= Tasks to perform =
1. Summarize the passage on primates and intelligence in two sentences.
2. Transcribe the passage on primates and intelligence between "All primates share" and "detriment your lot.", inclusive.

= Document extract =
*** Begin section ***

All primates share a better sense of sight than of smell, eyes at the front of the head, (giving an overlapping field of view and better depth perception), great hands for manipulating small objects, among other traits.
I reckon that in some ways, you can only be as intelligent as your limits will let you be. I.e. You won't be selected to survive ("be intelligent") if you live in a nice, safe, boring box, with nothing around to improve or detriment your lot.
It also depends on what kind of intelligence is helpful in the situation -
Steve Grand, who developed Creatures, a very detailed artificial life simulation reckoned that:
"There's much more to intelligence than logic. Most of the AI pioneers were mathematical magicians and philosophers and to them, thinking was about logic, about reason. But it has to grow out of more primitive systems, and most intelligence is not logical. Most of the time we are not reasoning people. Dogs tend not to argue about syllogisms, but they still seem bright. Chuck IBM's Deep Blue chess computer and a dog into a pond, and see which one climbs out first. Which means that intelligence is grounded in survival. If you haven't got a reason to think, you won't think, and survival is what motivates us."

*** End section ***

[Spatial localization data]
*** Begin section ***

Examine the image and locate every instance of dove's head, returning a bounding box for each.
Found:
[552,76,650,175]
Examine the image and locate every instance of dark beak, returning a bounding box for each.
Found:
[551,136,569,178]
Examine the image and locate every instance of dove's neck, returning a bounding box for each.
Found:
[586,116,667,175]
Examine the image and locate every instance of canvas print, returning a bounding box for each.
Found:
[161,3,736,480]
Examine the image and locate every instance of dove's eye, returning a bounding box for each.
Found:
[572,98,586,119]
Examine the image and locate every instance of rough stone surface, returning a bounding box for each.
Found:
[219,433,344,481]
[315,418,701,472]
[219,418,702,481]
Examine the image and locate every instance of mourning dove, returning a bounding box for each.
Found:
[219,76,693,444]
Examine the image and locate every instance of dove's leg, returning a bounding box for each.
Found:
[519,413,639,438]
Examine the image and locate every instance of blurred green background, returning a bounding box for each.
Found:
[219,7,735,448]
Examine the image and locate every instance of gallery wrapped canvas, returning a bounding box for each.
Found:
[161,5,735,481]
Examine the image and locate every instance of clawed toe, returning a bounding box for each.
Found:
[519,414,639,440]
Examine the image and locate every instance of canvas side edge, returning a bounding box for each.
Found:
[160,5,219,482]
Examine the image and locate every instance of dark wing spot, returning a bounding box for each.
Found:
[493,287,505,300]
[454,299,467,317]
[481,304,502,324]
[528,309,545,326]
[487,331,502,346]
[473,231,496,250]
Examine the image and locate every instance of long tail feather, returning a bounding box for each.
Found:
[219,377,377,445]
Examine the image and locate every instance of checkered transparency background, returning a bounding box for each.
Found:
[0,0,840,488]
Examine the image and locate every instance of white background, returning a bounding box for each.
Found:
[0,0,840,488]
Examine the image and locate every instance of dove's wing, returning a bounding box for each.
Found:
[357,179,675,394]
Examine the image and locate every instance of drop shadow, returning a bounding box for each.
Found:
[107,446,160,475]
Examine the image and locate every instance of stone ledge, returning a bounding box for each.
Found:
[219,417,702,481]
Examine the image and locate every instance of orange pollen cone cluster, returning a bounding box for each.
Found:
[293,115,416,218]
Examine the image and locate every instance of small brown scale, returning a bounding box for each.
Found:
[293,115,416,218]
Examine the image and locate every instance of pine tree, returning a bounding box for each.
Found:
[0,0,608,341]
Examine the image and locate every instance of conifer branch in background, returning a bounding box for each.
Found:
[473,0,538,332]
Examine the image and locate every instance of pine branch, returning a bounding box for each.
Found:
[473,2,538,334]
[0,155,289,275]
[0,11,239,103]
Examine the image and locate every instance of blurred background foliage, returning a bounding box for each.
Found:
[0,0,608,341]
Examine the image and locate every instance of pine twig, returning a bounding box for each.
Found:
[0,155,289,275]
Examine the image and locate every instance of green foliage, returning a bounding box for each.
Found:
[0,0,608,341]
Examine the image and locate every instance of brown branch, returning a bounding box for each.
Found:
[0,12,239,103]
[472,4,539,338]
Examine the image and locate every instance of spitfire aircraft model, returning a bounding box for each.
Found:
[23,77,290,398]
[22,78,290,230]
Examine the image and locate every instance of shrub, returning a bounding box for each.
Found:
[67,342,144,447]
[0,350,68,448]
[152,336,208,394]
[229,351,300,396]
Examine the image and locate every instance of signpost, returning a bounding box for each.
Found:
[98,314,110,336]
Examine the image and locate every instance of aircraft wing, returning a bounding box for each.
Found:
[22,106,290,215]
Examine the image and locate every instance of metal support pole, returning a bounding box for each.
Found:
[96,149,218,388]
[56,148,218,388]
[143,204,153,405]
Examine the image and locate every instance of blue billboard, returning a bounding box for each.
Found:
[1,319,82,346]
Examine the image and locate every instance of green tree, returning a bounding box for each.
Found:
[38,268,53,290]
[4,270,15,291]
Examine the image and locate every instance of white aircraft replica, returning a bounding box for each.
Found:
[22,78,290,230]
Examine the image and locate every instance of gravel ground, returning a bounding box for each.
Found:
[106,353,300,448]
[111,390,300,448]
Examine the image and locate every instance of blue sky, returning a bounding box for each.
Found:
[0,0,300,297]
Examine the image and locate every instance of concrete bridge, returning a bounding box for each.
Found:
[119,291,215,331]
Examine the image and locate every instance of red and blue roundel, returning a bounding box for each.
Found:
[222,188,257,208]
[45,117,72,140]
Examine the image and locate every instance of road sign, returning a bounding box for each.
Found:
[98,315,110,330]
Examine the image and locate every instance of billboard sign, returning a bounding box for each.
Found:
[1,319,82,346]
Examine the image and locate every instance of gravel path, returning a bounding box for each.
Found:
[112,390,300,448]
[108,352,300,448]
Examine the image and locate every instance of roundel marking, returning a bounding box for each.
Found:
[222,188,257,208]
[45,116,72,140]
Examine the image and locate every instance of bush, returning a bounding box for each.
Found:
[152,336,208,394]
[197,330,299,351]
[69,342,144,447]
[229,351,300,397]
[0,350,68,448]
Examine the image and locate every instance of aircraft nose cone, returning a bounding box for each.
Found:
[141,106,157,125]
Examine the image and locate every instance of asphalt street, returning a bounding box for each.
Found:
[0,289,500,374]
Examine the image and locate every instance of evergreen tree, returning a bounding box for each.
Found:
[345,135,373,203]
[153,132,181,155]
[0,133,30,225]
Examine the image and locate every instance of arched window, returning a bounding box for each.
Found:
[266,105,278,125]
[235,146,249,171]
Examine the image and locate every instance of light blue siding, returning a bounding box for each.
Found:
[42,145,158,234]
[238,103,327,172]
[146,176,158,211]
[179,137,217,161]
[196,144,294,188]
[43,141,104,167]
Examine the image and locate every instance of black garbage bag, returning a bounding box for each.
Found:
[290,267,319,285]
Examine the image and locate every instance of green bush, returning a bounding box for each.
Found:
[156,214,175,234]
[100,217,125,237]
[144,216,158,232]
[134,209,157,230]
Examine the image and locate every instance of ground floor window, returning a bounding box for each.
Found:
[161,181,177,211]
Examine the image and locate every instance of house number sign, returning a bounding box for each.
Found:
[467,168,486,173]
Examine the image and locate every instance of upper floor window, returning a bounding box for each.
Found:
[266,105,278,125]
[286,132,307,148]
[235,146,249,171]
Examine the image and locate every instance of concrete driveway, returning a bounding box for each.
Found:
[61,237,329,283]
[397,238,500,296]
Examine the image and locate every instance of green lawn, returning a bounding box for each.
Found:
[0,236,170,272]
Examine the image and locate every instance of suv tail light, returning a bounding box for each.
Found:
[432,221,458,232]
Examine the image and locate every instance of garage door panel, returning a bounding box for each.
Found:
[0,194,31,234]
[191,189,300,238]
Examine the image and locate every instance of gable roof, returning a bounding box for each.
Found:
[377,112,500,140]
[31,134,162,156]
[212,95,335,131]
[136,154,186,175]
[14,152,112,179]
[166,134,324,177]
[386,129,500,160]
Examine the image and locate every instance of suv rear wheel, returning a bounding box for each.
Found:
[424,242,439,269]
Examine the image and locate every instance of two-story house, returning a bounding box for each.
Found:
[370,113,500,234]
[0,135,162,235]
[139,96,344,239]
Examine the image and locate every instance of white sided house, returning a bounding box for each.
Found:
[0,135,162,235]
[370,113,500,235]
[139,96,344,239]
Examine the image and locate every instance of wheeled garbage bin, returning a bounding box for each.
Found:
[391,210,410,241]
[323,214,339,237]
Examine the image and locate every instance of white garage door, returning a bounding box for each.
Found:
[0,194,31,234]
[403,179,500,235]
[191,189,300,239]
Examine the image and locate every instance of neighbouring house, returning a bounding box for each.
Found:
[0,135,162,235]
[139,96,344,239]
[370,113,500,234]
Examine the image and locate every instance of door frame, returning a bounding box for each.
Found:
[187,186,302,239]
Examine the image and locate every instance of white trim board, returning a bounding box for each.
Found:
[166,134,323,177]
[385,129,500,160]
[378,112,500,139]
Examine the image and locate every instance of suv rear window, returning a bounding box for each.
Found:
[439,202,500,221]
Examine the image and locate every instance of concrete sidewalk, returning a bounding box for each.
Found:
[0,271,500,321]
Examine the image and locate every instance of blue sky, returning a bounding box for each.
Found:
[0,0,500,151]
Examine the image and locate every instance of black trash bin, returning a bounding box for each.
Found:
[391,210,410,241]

*** End section ***

= Solutions by task =
1. Primates share traits such as a better sense of sight than of smell, forward-facing eyes that give better depth perception, and hands suited to manipulating small objects. The writer holds that intelligence is limited by circumstances and depends on what kind is helpful in a situation, and quotes Steve Grand, developer of the artificial life simulation Creatures, who said that most intelligence is not logical but is grounded in survival.

2.
All primates share a better sense of sight than of smell, eyes at the front of the head, (giving an overlapping field of view and better depth perception), great hands for manipulating small objects, among other traits.
I reckon that in some ways, you can only be as intelligent as your limits will let you be. I.e. You won't be selected to survive ("be intelligent") if you live in a nice, safe, boring box, with nothing around to improve or detriment your lot.